▶ What you are asked to do
Could you reproduce all the entries under this sentence exactly, leaving the images aside?

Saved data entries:
════════

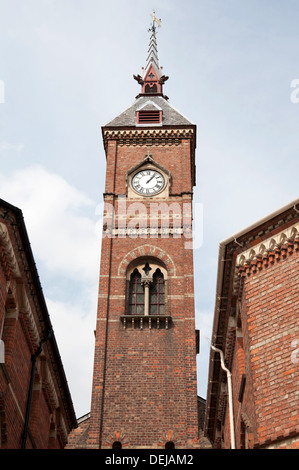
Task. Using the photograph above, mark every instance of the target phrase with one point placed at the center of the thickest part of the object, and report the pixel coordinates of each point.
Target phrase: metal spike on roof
(152, 57)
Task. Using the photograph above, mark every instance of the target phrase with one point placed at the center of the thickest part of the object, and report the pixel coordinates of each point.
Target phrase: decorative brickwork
(257, 327)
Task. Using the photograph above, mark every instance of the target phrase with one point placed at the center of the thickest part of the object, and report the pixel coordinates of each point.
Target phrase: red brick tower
(144, 385)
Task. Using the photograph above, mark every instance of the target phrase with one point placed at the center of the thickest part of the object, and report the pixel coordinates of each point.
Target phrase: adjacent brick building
(256, 328)
(36, 410)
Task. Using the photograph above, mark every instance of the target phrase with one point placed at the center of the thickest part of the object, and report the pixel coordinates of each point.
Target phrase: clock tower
(144, 393)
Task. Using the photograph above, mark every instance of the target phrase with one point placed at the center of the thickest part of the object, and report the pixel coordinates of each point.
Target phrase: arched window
(170, 445)
(136, 294)
(157, 294)
(146, 289)
(116, 445)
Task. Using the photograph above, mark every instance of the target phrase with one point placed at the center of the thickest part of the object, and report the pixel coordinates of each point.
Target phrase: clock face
(148, 182)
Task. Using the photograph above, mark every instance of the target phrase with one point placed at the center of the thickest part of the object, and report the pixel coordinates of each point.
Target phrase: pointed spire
(152, 77)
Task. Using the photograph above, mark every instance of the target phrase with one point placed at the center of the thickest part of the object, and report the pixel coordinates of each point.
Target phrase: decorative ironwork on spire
(152, 77)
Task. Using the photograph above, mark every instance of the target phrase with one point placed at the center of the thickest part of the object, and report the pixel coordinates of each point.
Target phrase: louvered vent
(149, 117)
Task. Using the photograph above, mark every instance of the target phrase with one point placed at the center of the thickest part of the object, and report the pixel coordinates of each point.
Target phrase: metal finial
(155, 20)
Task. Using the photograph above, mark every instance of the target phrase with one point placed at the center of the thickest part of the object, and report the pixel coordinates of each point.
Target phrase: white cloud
(7, 146)
(61, 237)
(74, 331)
(65, 242)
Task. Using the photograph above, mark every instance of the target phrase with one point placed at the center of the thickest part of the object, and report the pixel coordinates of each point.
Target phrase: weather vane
(155, 20)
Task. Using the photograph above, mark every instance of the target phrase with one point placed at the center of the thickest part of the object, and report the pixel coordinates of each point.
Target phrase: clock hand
(150, 179)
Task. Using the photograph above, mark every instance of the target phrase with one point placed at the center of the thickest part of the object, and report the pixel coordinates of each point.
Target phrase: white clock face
(148, 182)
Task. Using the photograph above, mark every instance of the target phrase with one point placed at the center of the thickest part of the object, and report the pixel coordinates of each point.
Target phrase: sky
(66, 69)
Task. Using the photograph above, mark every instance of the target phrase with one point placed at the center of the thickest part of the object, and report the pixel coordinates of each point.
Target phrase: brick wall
(269, 315)
(144, 382)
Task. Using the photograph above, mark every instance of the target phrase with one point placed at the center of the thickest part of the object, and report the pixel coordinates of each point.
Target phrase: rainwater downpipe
(230, 396)
(33, 360)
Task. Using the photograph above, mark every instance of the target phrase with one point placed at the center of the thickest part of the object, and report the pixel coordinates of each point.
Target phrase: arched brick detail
(147, 250)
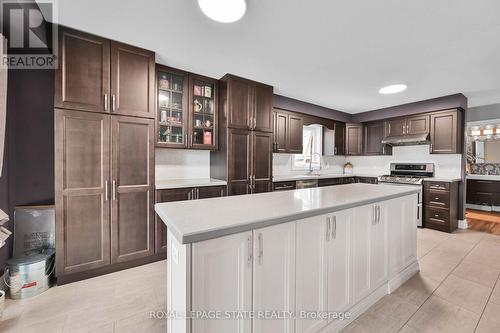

════════

▶ Answer section
Task. Using the photograph above, mark every instance of the target phrase with one point placed at the center of the thickest part of the object, and report the pixel coordinates of each point.
Target phrase: metal spike on roof
(152, 57)
Task. Using the photograph above, mark every instance of the target phrase with one point placed at the center of the thickest part of the object, and report the pixel coordinates of each point.
Target phrase: decorative brickwork
(257, 327)
Task. Using the photograph above, mark every instance of the target phrase with one point placed at the center of the thickest part of the object, and report the pixel coordinates of each point.
Target phrase: red brick tower
(144, 385)
Task. Using the photograph above, mark every instance of the target phrase with one point placed at the center of the thickest part of the object, and report the pixel coordinates of each point.
Target phrase: adjacent brick building
(256, 328)
(36, 410)
Task. Using the photograph above, mark every instance of the target phrase with one point placed at the center of the thickest part of the object, and report the pixel coordinates of each point.
Target phrase: clock tower
(144, 393)
Task. Using the photograph above, mark every instance of the target phrase with one point placed at the center of the thickest part of the object, and report the pixel coordinates of each point.
Target phrase: arched window
(170, 445)
(136, 294)
(157, 294)
(146, 289)
(116, 445)
Task. Using the photograph above, mark every instance of the target phrase with one point placed at the center of the thickest part of the object, and report the pixel coordinates of each point.
Target phrase: clock face
(148, 182)
Task. Using the photograph above, mark every instance of the target phrase with one point placed at the center of the thickest part of the object, and report the pixel coordinates of each point.
Target phrase: pointed spire
(152, 77)
Task. Using the photograph above, mark every instance of the target phrase with one point placed at the center of the thickest part of the object, and report the pixel coordinates of each point.
Target phrase: decorative ironwork on spire
(152, 77)
Task. Using the photograph above, mark every instance of the target phrase with one point placed at the center of the thickest part of the object, and report the pixel coordinates of each point.
Target phrase: louvered vent
(149, 117)
Task. Using the photograph above, mark every instance of the target phrase with one point placed at the center of the thickest part of the object, and report the pixel coordinates of each point.
Target phrase: metal finial
(155, 20)
Task. Using the photograph above, mark every instance of the target phrase with one point placed at the center of the thickest part of the object, and report the pixel coordinates of each point.
Target phrase: white cloud
(7, 146)
(61, 237)
(74, 331)
(65, 242)
Task. Using the photograph above, mark every instance of the target phrase with one point placed at the center of the thickest part of the object, and report the pixel coordinates of each point.
Target phrase: weather vane
(155, 20)
Task. Using the photograph above, mark every instance of the target phrase with one point placed at the center of the thickest part of the object, and report the pixel coordinates of each point.
Target phrase: clock hand
(150, 179)
Task. Using the photograph above, mark every instance of the target phrase with one point placed at the center of the thickest part of the object, and report the pixel coordinates of each point.
Target phrase: white clock face
(148, 182)
Task. Using the photograph above, mark every instance of the target phrase with one point placed at the center of the thickest part of the object, and report the pixel coordinates of each point.
Target phrase: sky
(66, 69)
Task. Using the photograph above, mark every instance of the target phrase with one point placed at the center of the thickest part of the object, and report the pixel coordinates of each point.
Target phrase: brick wall
(269, 315)
(144, 382)
Task. Using the photograph above, mark every instance of the target phrase with one point placed at the center of the thickest part of the object, and report the pixel coordinates of each point.
Target phrase: rainwater downpipe
(230, 396)
(33, 360)
Task. Using the photograph above, mark every instance of the target phrase with one point placed at the center of the thickest part of the object, and report the pixel coordinates of each point.
Target phrase: arched brick detail
(147, 250)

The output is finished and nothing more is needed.